**Quoted text**
┏━━

Shirley v. New Hampshire Water Pollution Commission

Decision Date14 August 1956
Citation100 N.H. 294,124 A.2d 189
CourtNew Hampshire Supreme Court

Sheehan, Phinney & Bass, Manchester, Wm. L. Phinney, Manchester, for plaintiffs.

Louis C. Wyman, Atty. Gen., and Arthur E. Bean, Jr., Asst. Atty. Gen., for defendants.

DUNCAN, Justice.

So far as this action is against the State, it may not be maintained because the State has not consented thereto. Rothrock v. Loon Island, 96 N.H. 421, 422, 78 A.2d 512, and cases cited; Wiseman v. State, 98 N.H. 393, 101 A.2d 472. Since it is claimed however that the Water Pollution Commission is acting pursuant to an invalid statute, and the plaintiffs allege that in consequence they will be required to pay taxes for an illegal purpose, the action may be maintained against the Commission. Conway v. New Hampshire Water Resources Board, 89 N.H. 346, 199 A. 83.

The pendency of the bill in equity brought by the State is not thought to preclude consideration of the petition now before us. The issues now raised were not presented in the action brought by the State, and no reason appears to require that the plaintiffs present their contentions as intervenors in that action. It is true that the order of the Commission does not charge the plaintiffs with the responsibility of abating the pollution but is directed to the town. It may be that technically the plaintiffs have no right at this time to raise the issue. The town did not raise it in the equity action, and it does not appear that the plaintiffs sought to have it do so. See DeRochemont v. Holden, 99 N.H. 80, 105 A.2d 43; School District of City of Ferndale v. Royal Oak Tp. School District, 293 Mich. 1, 291 N.W. 199, 127 A.L.R. 661. Whatever the technical rights of the plaintiffs may be, it is evident that the town cannot comply with the Commission's order without the expenditure of funds to which the plaintiffs as taxpayers will ultimately be required to contribute. Their right to question the legality of such expenditure is clear, Conway v. New Hampshire Water Resources Board, supra, and no reason to postpone consideration of the issues is suggested. We therefore direct our attention to the merits of the plaintiffs' contentions.

┗━━

**Supplied material**
┏━━

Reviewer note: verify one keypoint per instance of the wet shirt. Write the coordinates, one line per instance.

┗━━
┏━━

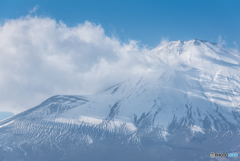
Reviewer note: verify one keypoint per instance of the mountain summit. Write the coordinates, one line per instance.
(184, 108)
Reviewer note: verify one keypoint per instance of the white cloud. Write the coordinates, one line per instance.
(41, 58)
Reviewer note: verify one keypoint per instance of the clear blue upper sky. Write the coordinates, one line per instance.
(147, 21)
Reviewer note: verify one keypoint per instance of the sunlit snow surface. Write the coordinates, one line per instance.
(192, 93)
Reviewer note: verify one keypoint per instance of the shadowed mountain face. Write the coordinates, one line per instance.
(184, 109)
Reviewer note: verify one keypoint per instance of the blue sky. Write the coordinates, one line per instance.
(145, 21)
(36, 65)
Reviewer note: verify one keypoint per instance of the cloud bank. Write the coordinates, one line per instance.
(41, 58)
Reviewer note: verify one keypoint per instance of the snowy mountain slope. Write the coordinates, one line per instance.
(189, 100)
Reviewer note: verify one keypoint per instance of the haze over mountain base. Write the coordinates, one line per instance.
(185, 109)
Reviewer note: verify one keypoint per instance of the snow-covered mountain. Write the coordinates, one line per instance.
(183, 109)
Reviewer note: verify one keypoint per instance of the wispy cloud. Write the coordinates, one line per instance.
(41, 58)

┗━━
┏━━

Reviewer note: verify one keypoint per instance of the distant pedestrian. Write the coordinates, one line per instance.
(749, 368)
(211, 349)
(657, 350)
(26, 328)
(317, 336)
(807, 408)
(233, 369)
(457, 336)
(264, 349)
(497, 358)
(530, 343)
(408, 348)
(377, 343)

┗━━

**Exercises**
**1.** Retype part of the court opinion above, beginning at the words "Louis C. Wyman, Atty." and stopping after the words "346, 199 A. 83.".
**2.** According to the court opinion above, why may the action be maintained against the Water Pollution Commission even though it cannot be maintained against the State?
**3.** List every case the court opinion above cites as authority, naming each case once.

**Expected responses**
**1.**
Louis C. Wyman, Atty. Gen., and Arthur E. Bean, Jr., Asst. Atty. Gen., for defendants.

DUNCAN, Justice.

So far as this action is against the State, it may not be maintained because the State has not consented thereto. Rothrock v. Loon Island, 96 N.H. 421, 422, 78 A.2d 512, and cases cited; Wiseman v. State, 98 N.H. 393, 101 A.2d 472. Since it is claimed however that the Water Pollution Commission is acting pursuant to an invalid statute, and the plaintiffs allege that in consequence they will be required to pay taxes for an illegal purpose, the action may be maintained against the Commission. Conway v. New Hampshire Water Resources Board, 89 N.H. 346, 199 A. 83.

**2.** The State has not consented to the action. However, the plaintiffs claim that the Commission is acting under an invalid statute and that they will therefore have to pay taxes for an illegal purpose, so the action may proceed against the Commission.

**3.**
- Rothrock v. Loon Island
- Wiseman v. State
- Conway v. New Hampshire Water Resources Board
- DeRochemont v. Holden
- School District of City of Ferndale v. Royal Oak Tp. School District